EXERCISE PASSAGE START

Our Mission

A Safe, Nurturing Environment for Every Cat

We believe every feline deserves respect and access to a safe, nurturing environment. Our mission is to ensure that every adoptable cat in our care finds a loving home — and that the cats living in our community's outdoor colonies receive humane, sustained care through Trap-Neuter-Vaccinate-Return.

How We Got Here

Years of Hands-On Work,
Now a 501(c)(3)

Izzy Mae Feline Rescue was formally incorporated as a 501(c)(3) nonprofit in 2024, but the work behind it had been going on for years before that. A small group of Bay Area dedicated cat lovers had been quietly trapping community cats, fostering kittens out of spare bedrooms, and driving cats to vet appointments at their own expense — long before there was a board, a tax ID, or a website.

By 2024, the operation had grown beyond what informal volunteer work could sustain. Formalizing as a 501(c)(3) meant the work could scale: we could accept tax-deductible donations, apply for grants, and partner with shelters and local vets as a recognized organization.

Today we operate as a board of three unpaid volunteers, supported by a technical advisor and a network of foster families and community supporters. We have no paid staff. We have no office. What we have is years of combined hands-on experience, working relationships with our local SPCA and partner veterinarians, and a refusal to give up on cats other people have given up on.

Our Board

Three Board Members. One Advisor. No Paid Staff.

All board members are unpaid volunteers. There is no paid staff.

Carol

President

Rhonda

Treasurer

Joanne

Secretary

Daniel

Advisor · IT
The Work, Week by Week

Continuous, Not Seasonal

Our work isn't seasonal or campaign-based — it's continuous. Every week we trap and transport cats to vet partners for sterilization and vaccination. Every week our foster families care for cats and kittens recovering from surgery, awaiting adoption, or being socialized for placement. Every week we feed and monitor community colonies across the Bay Area, watching for new arrivals (which we then trap and sterilize), answering calls not answered by local authorities and stepping in when a cat needs medical care.

EXERCISE PASSAGE END
DATA PROVIDED START

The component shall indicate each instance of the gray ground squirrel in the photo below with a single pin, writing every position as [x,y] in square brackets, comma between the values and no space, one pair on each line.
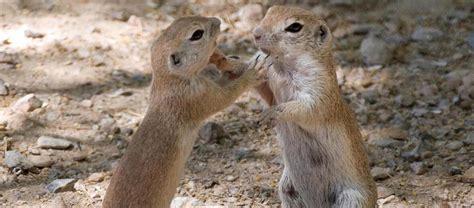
[181,98]
[324,157]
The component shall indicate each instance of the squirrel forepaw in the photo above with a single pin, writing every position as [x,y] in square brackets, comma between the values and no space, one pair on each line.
[259,66]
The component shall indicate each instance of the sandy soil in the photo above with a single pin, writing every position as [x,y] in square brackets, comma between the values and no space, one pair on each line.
[90,71]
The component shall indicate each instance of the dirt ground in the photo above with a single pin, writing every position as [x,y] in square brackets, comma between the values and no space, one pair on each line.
[406,69]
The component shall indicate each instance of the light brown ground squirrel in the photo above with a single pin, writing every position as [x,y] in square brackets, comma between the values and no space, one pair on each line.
[324,157]
[181,98]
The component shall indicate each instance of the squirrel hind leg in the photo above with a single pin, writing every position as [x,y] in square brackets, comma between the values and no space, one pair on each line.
[351,198]
[290,198]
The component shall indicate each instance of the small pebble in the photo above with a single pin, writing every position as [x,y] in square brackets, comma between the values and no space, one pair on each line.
[47,142]
[61,185]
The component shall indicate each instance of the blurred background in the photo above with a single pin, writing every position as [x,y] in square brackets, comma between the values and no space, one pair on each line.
[74,79]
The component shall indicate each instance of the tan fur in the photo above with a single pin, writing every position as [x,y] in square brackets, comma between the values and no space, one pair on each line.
[325,160]
[181,99]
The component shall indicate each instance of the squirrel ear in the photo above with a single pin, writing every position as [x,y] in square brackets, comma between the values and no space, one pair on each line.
[175,59]
[322,32]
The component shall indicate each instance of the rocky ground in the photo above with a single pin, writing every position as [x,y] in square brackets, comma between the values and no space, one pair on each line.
[73,89]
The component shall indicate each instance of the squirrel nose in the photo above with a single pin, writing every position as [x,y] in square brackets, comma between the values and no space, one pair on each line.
[257,33]
[215,21]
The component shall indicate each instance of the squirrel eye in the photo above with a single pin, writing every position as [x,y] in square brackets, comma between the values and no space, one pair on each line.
[197,35]
[294,28]
[322,32]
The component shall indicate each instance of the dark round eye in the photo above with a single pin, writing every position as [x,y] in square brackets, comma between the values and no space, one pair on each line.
[322,32]
[197,35]
[294,28]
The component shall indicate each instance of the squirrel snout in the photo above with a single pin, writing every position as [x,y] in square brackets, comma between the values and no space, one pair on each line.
[215,22]
[257,33]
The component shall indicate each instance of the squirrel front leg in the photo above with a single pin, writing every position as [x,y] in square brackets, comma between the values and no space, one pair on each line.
[293,111]
[235,67]
[223,95]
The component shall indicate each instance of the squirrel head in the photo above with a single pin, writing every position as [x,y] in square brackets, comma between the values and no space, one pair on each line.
[184,48]
[292,30]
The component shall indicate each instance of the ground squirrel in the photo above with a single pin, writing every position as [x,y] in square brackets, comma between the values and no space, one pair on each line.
[324,157]
[181,98]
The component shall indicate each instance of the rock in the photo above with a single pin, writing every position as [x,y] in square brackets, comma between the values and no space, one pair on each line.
[231,178]
[47,142]
[212,133]
[426,34]
[384,192]
[7,58]
[34,35]
[427,64]
[469,139]
[405,100]
[375,51]
[96,177]
[86,103]
[126,131]
[83,53]
[385,142]
[15,120]
[251,13]
[388,137]
[107,124]
[468,176]
[120,16]
[470,40]
[418,168]
[26,103]
[98,60]
[14,159]
[183,202]
[80,156]
[58,202]
[41,161]
[454,145]
[3,88]
[411,156]
[379,173]
[453,170]
[241,152]
[61,185]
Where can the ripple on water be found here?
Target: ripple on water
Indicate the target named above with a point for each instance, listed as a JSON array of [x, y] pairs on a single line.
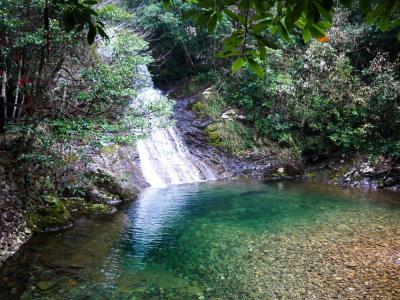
[[227, 240]]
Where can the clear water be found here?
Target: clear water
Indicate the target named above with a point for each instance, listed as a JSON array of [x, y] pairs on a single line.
[[164, 158], [238, 240]]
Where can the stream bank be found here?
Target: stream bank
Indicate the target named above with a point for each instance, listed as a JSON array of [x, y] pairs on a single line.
[[104, 179]]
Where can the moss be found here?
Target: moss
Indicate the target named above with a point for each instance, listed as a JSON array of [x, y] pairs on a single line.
[[108, 150], [99, 209], [50, 217], [213, 135], [312, 174], [200, 108]]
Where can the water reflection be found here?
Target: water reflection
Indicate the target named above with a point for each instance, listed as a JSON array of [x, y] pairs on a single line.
[[153, 217]]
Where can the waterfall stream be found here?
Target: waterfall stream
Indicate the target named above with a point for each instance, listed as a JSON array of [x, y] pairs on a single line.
[[164, 158]]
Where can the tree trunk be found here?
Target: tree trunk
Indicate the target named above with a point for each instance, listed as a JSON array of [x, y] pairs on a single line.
[[17, 91], [3, 115]]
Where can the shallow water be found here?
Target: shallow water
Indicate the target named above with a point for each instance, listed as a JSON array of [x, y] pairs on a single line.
[[237, 240]]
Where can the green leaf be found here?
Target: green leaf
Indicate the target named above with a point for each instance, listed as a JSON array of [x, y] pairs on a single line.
[[238, 64], [347, 3], [306, 35], [262, 51], [212, 23], [326, 14], [91, 33], [166, 4], [255, 67], [316, 31]]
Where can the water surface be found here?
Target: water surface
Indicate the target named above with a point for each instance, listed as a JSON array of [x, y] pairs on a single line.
[[238, 240]]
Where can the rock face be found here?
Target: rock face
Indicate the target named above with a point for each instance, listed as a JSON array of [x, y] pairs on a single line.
[[13, 228], [255, 165], [112, 176], [357, 171]]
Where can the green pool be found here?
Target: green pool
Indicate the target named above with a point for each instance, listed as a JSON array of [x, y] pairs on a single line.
[[235, 240]]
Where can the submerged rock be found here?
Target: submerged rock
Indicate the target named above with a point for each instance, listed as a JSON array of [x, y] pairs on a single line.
[[45, 285]]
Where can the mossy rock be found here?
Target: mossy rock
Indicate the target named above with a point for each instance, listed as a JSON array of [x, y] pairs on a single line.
[[213, 134], [100, 209], [200, 108], [53, 216]]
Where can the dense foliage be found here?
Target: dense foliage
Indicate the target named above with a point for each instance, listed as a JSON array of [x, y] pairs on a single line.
[[337, 94], [257, 25]]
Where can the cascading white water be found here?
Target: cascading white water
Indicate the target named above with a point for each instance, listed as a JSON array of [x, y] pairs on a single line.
[[164, 158]]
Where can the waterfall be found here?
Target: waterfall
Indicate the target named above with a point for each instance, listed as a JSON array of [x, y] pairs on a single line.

DATA PROVIDED END

» WORK REQUEST 1: According to the cat rescue text, why did the group formally incorporate as a 501(c)(3) in 2024? Answer in one to three sentences.
» WORK REQUEST 2: Reproduce the cat rescue text from "By 2024, the" up to and including "is no paid staff.".
» WORK REQUEST 3: Extend the cat rescue text with the passage that would come after its final sentence.
The lines come from a separate source and are unrelated to the cat rescue text.

» WRITTEN RESPONSE 1: By 2024 the operation had grown beyond what informal volunteer work could sustain. Formalizing let the work scale: the group could accept tax-deductible donations, apply for grants, and partner with shelters and local vets as a recognized organization.

» WRITTEN RESPONSE 2:
By 2024, the operation had grown beyond what informal volunteer work could sustain. Formalizing as a 501(c)(3) meant the work could scale: we could accept tax-deductible donations, apply for grants, and partner with shelters and local vets as a recognized organization.

Today we operate as a board of three unpaid volunteers, supported by a technical advisor and a network of foster families and community supporters. We have no paid staff. We have no office. What we have is years of combined hands-on experience, working relationships with our local SPCA and partner veterinarians, and a refusal to give up on cats other people have given up on.

Our Board

Three Board Members. One Advisor. No Paid Staff.

All board members are unpaid volunteers. There is no paid staff.

» WRITTEN RESPONSE 3:
This sustained presence is what makes our work effective. TNVR isn't a one-time event — sterilized colonies need ongoing food, monitoring, and veterinary attention to stay stable. Foster cats need weeks or months of patient care before they're ready to be adopted. Medically fragile cats coming out of the shelter system often need months of treatment and recovery.

The Gap We Fill

Where the System Stops, We Start

Animal control services in our area respond only to emergencies. No government agency does community Trap-Neuter-Vaccinate-Return. Local shelters operate at capacity, often unable to take medically fragile cats they can't afford to treat.

Without TNVR, outdoor colonies grow. Without coordinated medical care, treatable cats are euthanized. Without education, well-meaning feeders accelerate colony growth.

We fill that gap. Every week, on our own time, with our own funds. We are unpaid volunteers. There is no paid staff. Every dollar donated goes directly to the cats.

By the Numbers

What This Looks Like in Numbers

In our first full year of operation, Izzy Mae Feline Rescue:

~300

Community cats trapped, neutered, vaccinated, and returned through our TNVR program.

43

Cats and kittens fostered through our volunteer foster network.

25–30

Cats placed directly into adoptive homes.

~$85,000

Invested directly into food, litter, vaccinations, and medical care.

Where We Operate

Registered in California, Working in the Bay Area

Izzy Mae Feline Rescue is registered in California. Our hands-on rescue, TNVR, fostering, and community support work serves cats and communities across the San Francisco Bay Area.

Looking Ahead

Current Campaigns

We're actively building out the organization in our second year. Current priorities include:

  • Training board members to administer kitten vaccines in-house (saving approximately $150 per kitten).
  • Formalizing our fundraising program with a donor mailing list and grant writing.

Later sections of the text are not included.